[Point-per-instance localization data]

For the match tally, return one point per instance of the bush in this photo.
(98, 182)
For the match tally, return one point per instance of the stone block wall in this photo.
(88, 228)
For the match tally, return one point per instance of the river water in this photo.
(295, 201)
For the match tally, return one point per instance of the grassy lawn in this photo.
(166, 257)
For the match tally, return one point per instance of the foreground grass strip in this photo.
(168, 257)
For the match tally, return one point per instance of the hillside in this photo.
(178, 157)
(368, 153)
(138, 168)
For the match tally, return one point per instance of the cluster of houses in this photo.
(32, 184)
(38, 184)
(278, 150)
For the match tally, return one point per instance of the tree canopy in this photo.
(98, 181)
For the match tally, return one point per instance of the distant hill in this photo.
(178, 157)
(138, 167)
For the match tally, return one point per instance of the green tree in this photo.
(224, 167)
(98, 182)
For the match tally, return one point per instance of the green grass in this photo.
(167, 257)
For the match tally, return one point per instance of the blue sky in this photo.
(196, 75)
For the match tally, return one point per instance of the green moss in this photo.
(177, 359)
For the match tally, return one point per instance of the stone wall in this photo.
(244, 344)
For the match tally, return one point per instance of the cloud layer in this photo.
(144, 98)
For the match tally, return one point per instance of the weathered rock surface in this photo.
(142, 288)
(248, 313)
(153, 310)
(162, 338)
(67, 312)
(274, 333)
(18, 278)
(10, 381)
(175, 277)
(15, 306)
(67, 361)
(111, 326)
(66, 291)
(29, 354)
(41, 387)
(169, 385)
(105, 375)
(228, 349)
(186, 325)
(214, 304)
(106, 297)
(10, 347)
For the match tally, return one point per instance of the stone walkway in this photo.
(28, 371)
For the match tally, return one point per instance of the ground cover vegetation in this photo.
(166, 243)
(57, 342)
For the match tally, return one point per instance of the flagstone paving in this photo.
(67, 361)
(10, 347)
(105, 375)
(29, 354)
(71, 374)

__What you are asked to do__: Write the lines out verbatim, from the one with "grass in this photo." through the last line of the entries, and stop there.

__Result of this exercise__:
For the match tally, return one point per instance of the green grass in this photo.
(167, 257)
For the match tally, return one point per instance of the blue sky in this photo.
(196, 75)
For the match tally, return one point per instance of the green moss in this photo.
(177, 359)
For the match tally, return one point per instance of the stone wall in this photo.
(244, 344)
For the match tally, return one point per instance of the cloud layer in this photo.
(144, 98)
For the match tally, return one point per instance of the weathered rock surface in this photo.
(142, 288)
(248, 313)
(153, 310)
(162, 338)
(67, 312)
(274, 333)
(18, 278)
(10, 381)
(175, 277)
(15, 306)
(67, 361)
(111, 326)
(66, 291)
(29, 354)
(41, 387)
(169, 385)
(105, 375)
(228, 349)
(186, 325)
(214, 304)
(106, 297)
(10, 347)
For the match tally, return one point per instance of the stone walkway in this photo.
(28, 371)
For the match tally, return one point per instance of the ground cover vegetation in this photo.
(166, 243)
(57, 342)
For the match tally, return one point per instance of the flagstone paving in this photo.
(67, 361)
(10, 347)
(105, 375)
(29, 354)
(71, 374)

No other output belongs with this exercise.